* [Written instruction A] Tally the lines of the rows below that contain the string "high", and give only that number. Case counts.

* [Text shown]
From: Ingo Adler <ingo.adler_at_synacon.ch>
Date: 2005-04-17 10:21:14 CEST

Ben Collins-Sussman wrote:

>
> On Apr 16, 2005, at 6:02 PM, Ingo Adler wrote:
>
>>>
>>> It's not marked as a conflict, but the data isn't lost either. The
>>> file becomes unversioned.
>>
>> Information is lost. Is data information?
>
> How is information lost? Subversion certainly isn't losing any
> information. The edited file becomes unversioned, but nothing's
> *deleting* that data.

The file lost its handle to Subversion. You cannot ask it anymore, where
it's gone, who deleted it and so on. I know that you can find the
information somehow. But why should I look for it in the first place.

Don't just think about moving. Think about deletion too. Someone
restructured the code and the changed code moved to another file with
cut and paste.
There is no automatic way to solve this situation. But the developer has
to get a hint, that something important happend.

When the average developer finds the new file, he will add it again,
because he thinks, that either he forgot the file or Subversion lost the
connection somehow.
Or when he doesn't find the new file, he will delete it later (by
getting a clean update or whatever).
In the mean time he will strungle with strange bugs that only he has or
reappearing bugs in the bug reports.

* [Written instruction B] Please resume the email above about files becoming unversioned in Subversion, starting right after its final sentence.

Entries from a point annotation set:
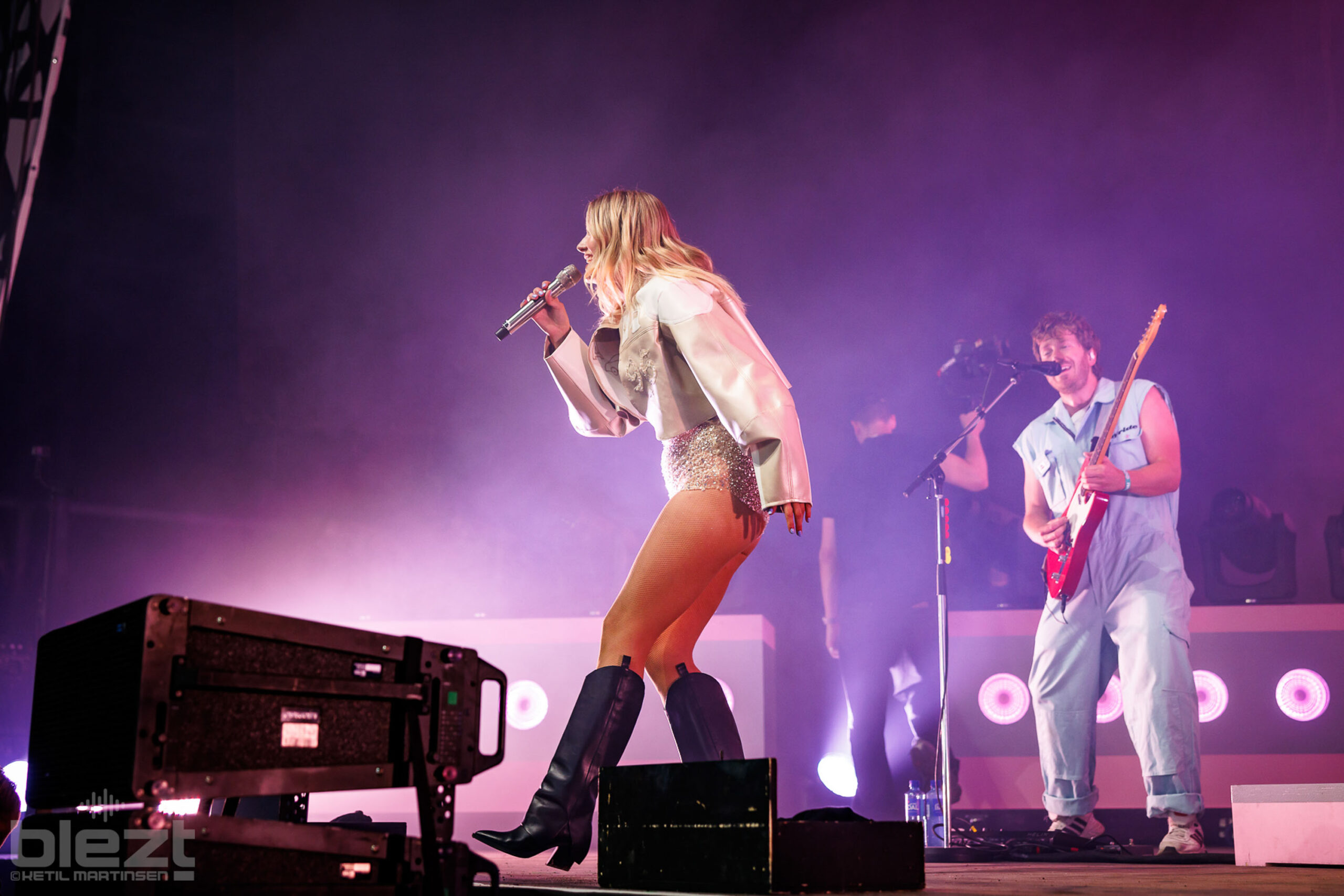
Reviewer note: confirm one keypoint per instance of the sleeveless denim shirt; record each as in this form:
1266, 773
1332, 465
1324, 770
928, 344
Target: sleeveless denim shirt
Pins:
1054, 446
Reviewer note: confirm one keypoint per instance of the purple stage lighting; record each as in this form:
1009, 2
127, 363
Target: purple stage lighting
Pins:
728, 692
1112, 705
1213, 695
1004, 699
527, 704
1303, 695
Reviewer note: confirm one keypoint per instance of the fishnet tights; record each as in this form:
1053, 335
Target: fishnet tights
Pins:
678, 581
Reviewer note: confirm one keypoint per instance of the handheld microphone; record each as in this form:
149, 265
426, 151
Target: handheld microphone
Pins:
1049, 368
562, 282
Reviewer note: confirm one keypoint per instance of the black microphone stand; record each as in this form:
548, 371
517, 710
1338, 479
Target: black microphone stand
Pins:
934, 476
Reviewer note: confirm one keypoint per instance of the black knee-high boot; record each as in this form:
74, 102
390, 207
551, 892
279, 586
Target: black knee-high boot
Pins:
701, 719
562, 810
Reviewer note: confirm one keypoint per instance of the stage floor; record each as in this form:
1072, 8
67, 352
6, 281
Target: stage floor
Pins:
1004, 879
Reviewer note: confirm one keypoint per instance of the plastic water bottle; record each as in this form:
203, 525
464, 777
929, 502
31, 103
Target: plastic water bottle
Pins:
915, 803
936, 833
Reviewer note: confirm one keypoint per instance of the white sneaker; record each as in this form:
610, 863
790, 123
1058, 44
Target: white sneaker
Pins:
1085, 827
1183, 836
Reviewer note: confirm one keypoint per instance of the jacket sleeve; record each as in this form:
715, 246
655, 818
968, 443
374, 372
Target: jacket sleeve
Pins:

* [Task result A] 2

* [Task result B]
>>>> The developers who get conflict, know that they have a problem and
>>>> that they have to handle it.
>>>
>>> Well, running 'svn status' will show the old file as '?', so there's
>>> still an indication that *something* is new in the working copy.
>>
>> The developer didn't add anything. Why should there be anything new?
>> We have big trees of source files (Java development). We wouldn't
>> know where to run svn status.
>
> Your developers don't run 'svn status' before they commit, to see what
> they're committing? Even GUIs show you what you're about to commit,
> which includes displaying unversioned files.
>
>> Modern IDEs wouldn't notice because either they add your file to
>> Subversion when you create it or they'll ignore it forever.
>
>
> I don't understand what you mean here. Are you saying there's an IDE
> out there which doesn't display unversioned files?

Developers rely on their IDE, which lists the changed files before
committing. The important file is not shown, because it's not under
Subversion control anymore. And if it's shown, he'll probably add it again.

I like simple rules:
When a source file is not under version control - add it.
When there is a conflict - solve it, it can be difficult.

Not:
When a source file is not under version control - ask all your
co-workers, if someone moved or deleted it; check the repositiory, if
that's true; wait a few hours maybe someone will remember later; if you
are really certain add it or solve the conflict.

>>
>> Isn't it a textual conflict too? Someone deleted the whole content of
>> a file - someone else changed a view lines.
>> OK - I know that there is a difference between an empty file and no
>> file. But why is it so important for a conflict?
>>
>
> The problem is that libsvn_wc currently has a narrow definition of a
> conflict: it thinks that a conflict is always the result of trying to
> merge 3 files. Even if there are no conflict markers, it expects to
> create 3 fulltext backup files.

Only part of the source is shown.